Boundary labeling items
# # #

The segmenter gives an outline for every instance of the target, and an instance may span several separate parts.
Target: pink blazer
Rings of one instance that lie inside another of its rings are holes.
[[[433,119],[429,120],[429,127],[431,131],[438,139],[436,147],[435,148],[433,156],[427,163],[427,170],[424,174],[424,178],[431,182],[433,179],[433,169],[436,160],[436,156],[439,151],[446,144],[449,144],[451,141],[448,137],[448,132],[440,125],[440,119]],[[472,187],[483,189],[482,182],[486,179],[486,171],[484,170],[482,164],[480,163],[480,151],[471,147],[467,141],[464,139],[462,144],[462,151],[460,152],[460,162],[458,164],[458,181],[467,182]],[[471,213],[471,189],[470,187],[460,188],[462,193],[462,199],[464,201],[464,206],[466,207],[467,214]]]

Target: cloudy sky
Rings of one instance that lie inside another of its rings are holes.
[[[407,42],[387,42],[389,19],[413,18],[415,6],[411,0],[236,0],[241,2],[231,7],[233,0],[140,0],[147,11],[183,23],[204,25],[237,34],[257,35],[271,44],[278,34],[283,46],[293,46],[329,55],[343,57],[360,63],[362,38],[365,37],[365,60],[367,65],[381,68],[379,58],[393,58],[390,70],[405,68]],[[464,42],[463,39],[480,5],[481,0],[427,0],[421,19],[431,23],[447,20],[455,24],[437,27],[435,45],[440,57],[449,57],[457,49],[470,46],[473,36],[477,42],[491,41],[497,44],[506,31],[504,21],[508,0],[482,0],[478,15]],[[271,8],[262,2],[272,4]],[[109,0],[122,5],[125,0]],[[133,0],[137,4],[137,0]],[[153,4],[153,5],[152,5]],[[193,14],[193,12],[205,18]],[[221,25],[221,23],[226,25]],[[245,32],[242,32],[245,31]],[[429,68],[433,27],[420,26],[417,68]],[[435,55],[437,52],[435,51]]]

# # #

**What you should do:** Rewrite every line of the material above as a numbered list, omitting the blank lines.

**Exercise response:**
1. The segmenter gives an outline for every instance of the target, and an instance may span several separate parts.
2. Target: pink blazer
3. Rings of one instance that lie inside another of its rings are holes.
4. [[[433,119],[429,120],[429,127],[431,131],[438,139],[436,147],[435,148],[433,156],[427,163],[427,170],[424,174],[424,178],[431,182],[433,179],[433,169],[436,160],[436,156],[439,151],[446,144],[449,144],[451,141],[448,137],[448,132],[440,125],[440,119]],[[472,187],[483,189],[482,182],[486,179],[486,171],[484,170],[482,164],[480,163],[480,151],[471,147],[467,141],[464,139],[462,144],[462,151],[460,152],[460,162],[458,164],[458,181],[467,182]],[[471,213],[471,189],[470,187],[460,188],[462,193],[462,199],[464,201],[464,206],[466,207],[467,214]]]
5. Target: cloudy sky
6. Rings of one instance that lie inside another of its rings are holes.
7. [[[407,42],[387,42],[389,19],[413,18],[415,6],[411,0],[236,0],[241,2],[231,7],[233,0],[140,0],[147,11],[183,23],[204,25],[237,34],[257,35],[271,44],[278,34],[283,46],[293,46],[329,55],[343,57],[360,63],[362,38],[365,37],[365,60],[367,65],[381,68],[379,58],[393,58],[390,70],[405,68]],[[464,42],[463,39],[480,5],[481,0],[427,0],[421,19],[431,23],[447,20],[455,24],[437,27],[435,45],[440,57],[449,57],[457,49],[470,46],[473,36],[477,42],[491,41],[497,44],[506,31],[504,21],[508,0],[482,0],[478,15]],[[271,8],[262,2],[272,4]],[[109,0],[122,5],[125,0]],[[133,0],[137,4],[137,0]],[[153,4],[153,5],[152,5]],[[193,14],[193,12],[205,18]],[[221,25],[221,23],[226,25]],[[245,32],[242,32],[245,31]],[[429,68],[433,27],[420,26],[417,68]],[[435,55],[437,52],[435,51]]]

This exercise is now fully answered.